I’m always a bit frustrated when people talk about a “knowledge graph”; the concept seems obviously useful, but also obviously incomplete. What precisely are the nodes and edges in the graph? What are the type signatures of these things?
I was thinking about this over breakfast. Here are some guesses.
One simple model is that each “node” in the graph is essentially a trigger-action plan. There’s a small pattern-matcher, for example a pattern which recognizes root-finding problems with quadratic functions. When the pattern matches something, it triggers a bunch of possible connections—e.g. one connection might be a pointer to the quadratic equation, another might be a connection to polynomial factorization, etc. Each of those is itself either another node (e.g. the quadratic equation node) or, in the base-case, a simple action to take (e.g. writing some symbols on paper).
In this model, teaching involves a few different pieces:
Creation of the node itself—just giving it a name and emphasizing importance can help
Refining the pattern—e.g. practice recognizing root-finding problems with quadratic functions. Examples are probably the best tool here.
• • • •
» Challenges:
1) Copy word for word the part of the knowledge graph passage starting at "I’m always a" and ending at "symbols on paper).".
2) Write the next part of the passage on knowledge graphs, picking up after its final sentence.
The records were taken from a separate source.

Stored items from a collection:
• • • •
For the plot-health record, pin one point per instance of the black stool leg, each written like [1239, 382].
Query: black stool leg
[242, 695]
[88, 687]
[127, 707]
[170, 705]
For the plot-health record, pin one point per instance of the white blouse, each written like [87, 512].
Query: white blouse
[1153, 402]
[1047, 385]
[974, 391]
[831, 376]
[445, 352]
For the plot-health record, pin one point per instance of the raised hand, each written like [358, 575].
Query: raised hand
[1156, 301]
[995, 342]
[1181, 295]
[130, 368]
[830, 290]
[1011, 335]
• • • •
» Answers to the exercises:
1)
I’m always a bit frustrated when people talk about a “knowledge graph”; the concept seems obviously useful, but also obviously incomplete. What precisely are the nodes and edges in the graph? What are the type signatures of these things?
I was thinking about this over breakfast. Here are some guesses.
One simple model is that each “node” in the graph is essentially a trigger-action plan. There’s a small pattern-matcher, for example a pattern which recognizes root-finding problems with quadratic functions. When the pattern matches something, it triggers a bunch of possible connections—e.g. one connection might be a pointer to the quadratic equation, another might be a connection to polynomial factorization, etc. Each of those is itself either another node (e.g. the quadratic equation node) or, in the base-case, a simple action to take (e.g. writing some symbols on paper).

2)
Installing the “downstream” pointers to other concepts, and “upstream” pointers from other concepts to this one. “Downstream” pointers would be things like “here’s a list of tricks you can use to solve this sort of problem”, “upstream” pointers would be things like “this is itself a root-finding method, so look for quadratics when you need to solve equations, and also use other equation-solving tools like adding a number to both sides”.
Giving weight to upstream/downstream concepts—i.e. indicating which connections are more/less important, so they’re properly prioritized in the list of “actions” triggered when a pattern is detected.
Building the habit of actually checking for the pattern, and actually triggering the “actions” when the pattern is matched. I.e. practice, preferably on a fairly wide variety of problems to minimize “out-of-distribution”-style failures.
So that’s one model.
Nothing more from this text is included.